▶ TEXT:
·····
Mount Holyoke College News and Events Vista The College Street Journal Archives

November 30, 2001

In the Footsteps of the Wild Things:
Susan Morse to Speak December 4

What’s out there in the woods? Well, out in the Mount Holyoke and Mount Tom ranges, there might be fishers, sleek, tree-climbing mammals related to the weasel. Bears, river otters, mink, foxes, and coyotes might be among the wild things making their home here in the College’s backyard. The question is not one of mere curiosity. By detecting the presence of wildlife and their uses of habitat, researchers can get a vivid picture of the ecological health of the landscape as a whole—and initiate steps to protect critical habitats. That’s where Susan Morse comes in.

She is the founder of Keeping Track, an organization that recruits and trains volunteers to go into the wild in search of tracks, hair, claw marks and other signs of wildlife. Since its founding in 1994, Keeping Track has trained more than 1,000 trackers in seventy-seven communities in eight states, stretching from New Hampshire to California. On Tuesday, December 4, Morse will visit Mount Holyoke to help establish a new chapter of Keeping Track for the Mount Tom and Mount Holyoke ranges. In a 7 pm“talk and slide show in Chapin Auditorium, she will outline her organization’s work in, as she puts it, “keeping track of our wildlife neighbors.”
·····
▶ DATA ENTRIES:
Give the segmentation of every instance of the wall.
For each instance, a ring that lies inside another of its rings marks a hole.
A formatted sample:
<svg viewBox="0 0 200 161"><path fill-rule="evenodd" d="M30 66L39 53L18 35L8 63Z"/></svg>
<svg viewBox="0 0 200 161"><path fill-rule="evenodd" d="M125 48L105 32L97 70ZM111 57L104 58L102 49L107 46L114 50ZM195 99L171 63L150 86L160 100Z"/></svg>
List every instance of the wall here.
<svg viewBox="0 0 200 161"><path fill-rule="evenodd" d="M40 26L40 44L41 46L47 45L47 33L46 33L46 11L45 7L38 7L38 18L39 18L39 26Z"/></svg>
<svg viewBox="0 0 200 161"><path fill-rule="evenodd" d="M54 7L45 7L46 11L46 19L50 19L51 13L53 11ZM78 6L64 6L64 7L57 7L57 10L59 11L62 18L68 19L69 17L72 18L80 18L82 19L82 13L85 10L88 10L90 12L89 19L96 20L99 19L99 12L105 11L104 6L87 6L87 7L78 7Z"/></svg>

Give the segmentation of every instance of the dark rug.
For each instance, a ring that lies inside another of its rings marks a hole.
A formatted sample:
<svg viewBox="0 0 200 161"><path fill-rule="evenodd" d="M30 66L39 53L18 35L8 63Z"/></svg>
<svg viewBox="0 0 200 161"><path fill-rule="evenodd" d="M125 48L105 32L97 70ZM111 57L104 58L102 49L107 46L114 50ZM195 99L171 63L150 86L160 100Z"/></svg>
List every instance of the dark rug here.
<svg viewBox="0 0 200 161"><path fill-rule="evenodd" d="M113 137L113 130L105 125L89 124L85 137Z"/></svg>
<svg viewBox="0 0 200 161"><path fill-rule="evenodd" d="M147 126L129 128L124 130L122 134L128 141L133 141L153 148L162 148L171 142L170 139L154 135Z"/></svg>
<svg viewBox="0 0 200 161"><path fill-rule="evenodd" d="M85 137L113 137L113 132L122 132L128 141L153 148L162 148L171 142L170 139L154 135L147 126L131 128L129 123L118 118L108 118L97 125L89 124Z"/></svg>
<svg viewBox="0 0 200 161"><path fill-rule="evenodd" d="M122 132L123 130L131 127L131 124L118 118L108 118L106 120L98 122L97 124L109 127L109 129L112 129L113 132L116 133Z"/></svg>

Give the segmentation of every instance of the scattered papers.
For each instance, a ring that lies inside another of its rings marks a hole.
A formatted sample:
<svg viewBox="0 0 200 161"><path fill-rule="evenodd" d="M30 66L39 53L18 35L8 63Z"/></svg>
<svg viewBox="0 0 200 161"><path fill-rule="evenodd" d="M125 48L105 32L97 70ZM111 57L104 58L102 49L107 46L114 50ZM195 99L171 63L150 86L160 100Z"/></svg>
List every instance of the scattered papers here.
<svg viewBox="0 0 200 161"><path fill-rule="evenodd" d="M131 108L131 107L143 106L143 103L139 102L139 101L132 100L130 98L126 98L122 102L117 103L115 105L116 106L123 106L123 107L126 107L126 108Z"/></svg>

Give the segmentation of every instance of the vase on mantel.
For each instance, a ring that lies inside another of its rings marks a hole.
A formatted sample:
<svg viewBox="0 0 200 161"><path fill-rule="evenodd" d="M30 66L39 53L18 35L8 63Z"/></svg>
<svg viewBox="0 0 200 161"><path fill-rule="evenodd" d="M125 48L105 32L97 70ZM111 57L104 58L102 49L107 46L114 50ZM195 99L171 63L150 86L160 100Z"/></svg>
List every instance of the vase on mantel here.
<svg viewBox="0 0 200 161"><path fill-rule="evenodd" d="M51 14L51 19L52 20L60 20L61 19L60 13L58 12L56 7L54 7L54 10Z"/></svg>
·····
▶ GIVEN TASK:
Write the next part of the article on Susan Morse's December 4 talk at Mount Holyoke, picking up after its last sentence.

▶ ANSWER FOR THIS EXERCISE:
Morse will also bring her extensive collection of evidence of those neighbors: plaster casts of tracks, pelts from every North American carnivore from the least weasel to the polar bear, preserved animal feet, skulls, and other objects. The exhibit, which occupies eighteen conference tables, “has been called a museum without walls,” Morse says. “It’s a lot of fun. We love doing it, and the public loves it.” A highlight of the evening will be the slide show of the organization’s remarkable wildlife photographs. Among the evening’s sponsors is MHC’s Center for Environmental Literacy.

“My purpose is to gauge interest in the Mount Holyoke community in establishing a Keeping Track chapter,” says Morse, who has been featured in Smithsonian, Audubon, and Vermont Life and on National Public Radio’s Morning Edition. The organization is dedicated to drawing together people from all walks of life to participate in the work, to inspire community participation in the preservation of wildlife habitat. “Already, we’ve seen some positive results as a result of local chapters’ activity. Communities have really been able to draw together a large constituency for habitat conservation--and not just card-carrying preservationists,” she says.

In fact, participants in other Keeping Track chapters regularly include such diverse groups as farmers, hunters, teachers, retirees, businesspeople, lawyers, scientists, and students. “Not only does Keeping Track help to forge a relationship between the people and the land,” Morse says, “but our programs build trust and understanding among the human community as well.”

By the time the ten to fifteen participants head off into the woods in search of their first raccoon tracks, they’ll be well-prepared. Morse will lead six training sessions out in the woods, three here and three at Keeping Track’s outdoor research center in Jericho, Vermont.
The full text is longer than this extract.